Mapping and Variants

Tue Mar 10 05:52:40 CET 2009

Here's basically what I said:

There are many, many cases of visual confusibles - IPA is not the only or
the worst case. Moreover, many IPA characters *are* used in legitimate
alphabets, especially in non-European languages.

For example, there is a draft character picker on my home site,
http://www.macchiato.com/. Even in the common characters, you will see
confusibles, like

ɓlogspot.com

where the ɓ is http://unicode.org/cldr/utility/character.jsp?a=0253

(That is picking Latin from the left, and Common from the center menus. At
address-bar sizes, this can easily be confused.)

And for that matter, if you go to Latin>IPA, you'll see that ASCII a-z are
also IPA, as well as many others characters from languages that you'd
recognize.

The working group also rejected sifting for historic characters, but if you
go to those you'll find others, like
http://unicode.org/cldr/utility/character.jsp?a=0185

The problem simply cannot be solved in the protocol - there are too many
cases where legitimate and illegitimate labels can't be distinguished, not
without context. And even trying to distinguish them would take years. Note
that the use of NFKC+CaseFolding dramatically reduces the opportunities -
without those, we'd be much worse off. And yet 2 edge cases resulting from
those (eszett & sigma) have absorbed a huge amount of time. *And that is
just for Latin -- there are far trickier issues in many other scripts, or if
multiple scripts are allowed*.

# To do
1. From the mailing-list post on confusable characters, extract the passage from "Here's basically what" up to and including "in non-European languages.".
2. List every web address beginning with "http://" that appears in the mailing-list post on confusable characters.

# Dataset excerpts
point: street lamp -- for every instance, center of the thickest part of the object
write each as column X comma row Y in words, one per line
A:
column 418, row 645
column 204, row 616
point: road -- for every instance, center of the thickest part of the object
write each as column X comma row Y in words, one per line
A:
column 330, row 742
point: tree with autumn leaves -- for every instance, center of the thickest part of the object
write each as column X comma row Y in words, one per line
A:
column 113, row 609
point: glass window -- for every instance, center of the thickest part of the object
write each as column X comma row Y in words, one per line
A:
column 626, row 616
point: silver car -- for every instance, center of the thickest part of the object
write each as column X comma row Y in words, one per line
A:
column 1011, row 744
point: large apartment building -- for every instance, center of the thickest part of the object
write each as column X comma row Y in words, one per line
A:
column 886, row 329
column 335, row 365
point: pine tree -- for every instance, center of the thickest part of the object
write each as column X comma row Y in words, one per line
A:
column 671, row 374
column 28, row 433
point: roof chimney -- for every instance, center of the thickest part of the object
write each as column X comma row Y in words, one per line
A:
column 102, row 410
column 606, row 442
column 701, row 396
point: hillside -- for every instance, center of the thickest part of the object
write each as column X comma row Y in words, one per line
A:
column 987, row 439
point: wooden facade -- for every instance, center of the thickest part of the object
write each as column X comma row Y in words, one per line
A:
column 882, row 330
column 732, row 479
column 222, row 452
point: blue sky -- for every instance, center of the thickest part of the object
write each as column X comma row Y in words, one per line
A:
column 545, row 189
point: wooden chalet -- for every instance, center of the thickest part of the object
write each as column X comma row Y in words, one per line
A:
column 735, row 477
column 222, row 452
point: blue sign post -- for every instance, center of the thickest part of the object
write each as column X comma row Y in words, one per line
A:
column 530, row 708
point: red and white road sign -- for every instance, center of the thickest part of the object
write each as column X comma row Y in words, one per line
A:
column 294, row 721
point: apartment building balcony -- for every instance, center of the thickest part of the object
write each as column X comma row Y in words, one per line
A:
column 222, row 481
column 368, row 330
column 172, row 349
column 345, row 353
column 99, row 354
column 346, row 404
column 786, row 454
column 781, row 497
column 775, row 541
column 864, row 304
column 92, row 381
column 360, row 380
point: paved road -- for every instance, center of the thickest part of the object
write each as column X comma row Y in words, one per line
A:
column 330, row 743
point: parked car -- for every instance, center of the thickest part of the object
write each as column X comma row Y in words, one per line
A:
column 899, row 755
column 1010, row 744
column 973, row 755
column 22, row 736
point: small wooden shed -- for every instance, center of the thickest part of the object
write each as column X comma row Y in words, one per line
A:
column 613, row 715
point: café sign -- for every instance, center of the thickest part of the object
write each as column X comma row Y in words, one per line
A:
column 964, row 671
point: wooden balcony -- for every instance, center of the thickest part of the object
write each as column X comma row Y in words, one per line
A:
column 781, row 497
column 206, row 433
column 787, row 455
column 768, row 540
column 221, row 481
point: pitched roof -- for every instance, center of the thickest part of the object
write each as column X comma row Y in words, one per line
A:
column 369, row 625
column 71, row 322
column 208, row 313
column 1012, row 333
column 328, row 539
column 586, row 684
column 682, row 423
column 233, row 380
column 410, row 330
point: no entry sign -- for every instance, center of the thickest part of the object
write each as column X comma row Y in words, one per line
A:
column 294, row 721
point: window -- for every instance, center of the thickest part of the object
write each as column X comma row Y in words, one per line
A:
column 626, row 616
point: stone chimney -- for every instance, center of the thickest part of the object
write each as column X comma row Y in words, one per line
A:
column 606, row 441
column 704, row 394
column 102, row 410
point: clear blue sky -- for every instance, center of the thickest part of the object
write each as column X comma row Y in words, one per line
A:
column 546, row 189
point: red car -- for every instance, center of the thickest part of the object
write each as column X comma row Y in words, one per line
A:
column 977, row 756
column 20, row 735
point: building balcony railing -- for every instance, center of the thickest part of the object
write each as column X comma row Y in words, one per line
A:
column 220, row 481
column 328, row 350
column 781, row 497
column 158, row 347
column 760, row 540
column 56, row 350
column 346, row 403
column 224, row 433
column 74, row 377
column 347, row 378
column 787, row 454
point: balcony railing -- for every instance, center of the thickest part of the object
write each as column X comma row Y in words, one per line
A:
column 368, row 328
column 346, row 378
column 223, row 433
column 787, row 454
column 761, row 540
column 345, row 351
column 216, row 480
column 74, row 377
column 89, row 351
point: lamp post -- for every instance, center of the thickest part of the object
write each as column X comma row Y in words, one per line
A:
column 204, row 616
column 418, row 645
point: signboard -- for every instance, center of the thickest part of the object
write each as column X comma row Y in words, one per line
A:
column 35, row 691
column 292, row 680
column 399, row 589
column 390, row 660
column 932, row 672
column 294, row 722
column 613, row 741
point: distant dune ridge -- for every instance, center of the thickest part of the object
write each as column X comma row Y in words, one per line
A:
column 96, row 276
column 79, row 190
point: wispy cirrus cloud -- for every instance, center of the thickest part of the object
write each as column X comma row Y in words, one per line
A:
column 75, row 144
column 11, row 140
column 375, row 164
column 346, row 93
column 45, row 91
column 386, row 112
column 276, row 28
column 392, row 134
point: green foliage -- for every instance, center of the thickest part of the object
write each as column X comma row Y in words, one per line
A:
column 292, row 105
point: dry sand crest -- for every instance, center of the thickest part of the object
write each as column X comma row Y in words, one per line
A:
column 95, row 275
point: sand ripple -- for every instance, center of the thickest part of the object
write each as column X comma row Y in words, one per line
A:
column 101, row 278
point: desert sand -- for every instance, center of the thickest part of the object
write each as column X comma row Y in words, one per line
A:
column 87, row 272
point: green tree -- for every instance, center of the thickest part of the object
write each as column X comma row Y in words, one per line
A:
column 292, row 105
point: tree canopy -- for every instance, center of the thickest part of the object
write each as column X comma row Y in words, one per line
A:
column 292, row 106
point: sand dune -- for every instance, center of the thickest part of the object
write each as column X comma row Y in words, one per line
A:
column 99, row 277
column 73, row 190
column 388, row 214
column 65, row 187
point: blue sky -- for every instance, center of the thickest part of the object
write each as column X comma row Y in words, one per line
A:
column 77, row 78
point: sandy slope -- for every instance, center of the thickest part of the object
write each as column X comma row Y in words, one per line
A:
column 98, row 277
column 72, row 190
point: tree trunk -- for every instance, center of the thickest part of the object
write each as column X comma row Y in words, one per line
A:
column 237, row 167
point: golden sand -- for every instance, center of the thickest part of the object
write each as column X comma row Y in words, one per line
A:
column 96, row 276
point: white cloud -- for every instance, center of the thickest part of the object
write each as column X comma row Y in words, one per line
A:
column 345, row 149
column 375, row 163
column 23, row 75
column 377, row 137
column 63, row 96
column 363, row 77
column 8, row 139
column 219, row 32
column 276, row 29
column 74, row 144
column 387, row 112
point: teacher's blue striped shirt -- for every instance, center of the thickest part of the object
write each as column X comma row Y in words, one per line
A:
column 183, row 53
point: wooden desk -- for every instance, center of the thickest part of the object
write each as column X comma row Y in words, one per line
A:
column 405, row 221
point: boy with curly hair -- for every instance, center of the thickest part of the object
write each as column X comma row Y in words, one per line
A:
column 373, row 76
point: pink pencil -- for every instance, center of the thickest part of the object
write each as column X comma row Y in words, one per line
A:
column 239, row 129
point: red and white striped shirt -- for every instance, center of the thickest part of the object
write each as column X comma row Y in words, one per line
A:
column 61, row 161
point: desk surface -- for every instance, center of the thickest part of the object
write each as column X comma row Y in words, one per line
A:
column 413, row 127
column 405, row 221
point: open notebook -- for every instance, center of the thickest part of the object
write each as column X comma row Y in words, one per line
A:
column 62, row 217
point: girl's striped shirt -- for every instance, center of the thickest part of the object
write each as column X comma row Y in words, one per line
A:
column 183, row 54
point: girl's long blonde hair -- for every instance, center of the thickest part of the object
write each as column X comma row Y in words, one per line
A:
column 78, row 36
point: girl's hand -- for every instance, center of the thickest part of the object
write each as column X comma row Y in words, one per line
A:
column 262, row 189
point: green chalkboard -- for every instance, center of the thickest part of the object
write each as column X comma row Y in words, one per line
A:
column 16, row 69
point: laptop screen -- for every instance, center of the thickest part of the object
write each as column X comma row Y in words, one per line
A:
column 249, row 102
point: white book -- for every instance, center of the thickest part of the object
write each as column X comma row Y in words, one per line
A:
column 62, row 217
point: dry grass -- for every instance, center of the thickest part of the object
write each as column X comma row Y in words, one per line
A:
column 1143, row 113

# Replies
1.
Here's basically what I said:

There are many, many cases of visual confusibles - IPA is not the only or
the worst case. Moreover, many IPA characters *are* used in legitimate
alphabets, especially in non-European languages.

2.
- http://www.macchiato.com/
- http://unicode.org/cldr/utility/character.jsp?a=0253
- http://unicode.org/cldr/utility/character.jsp?a=0185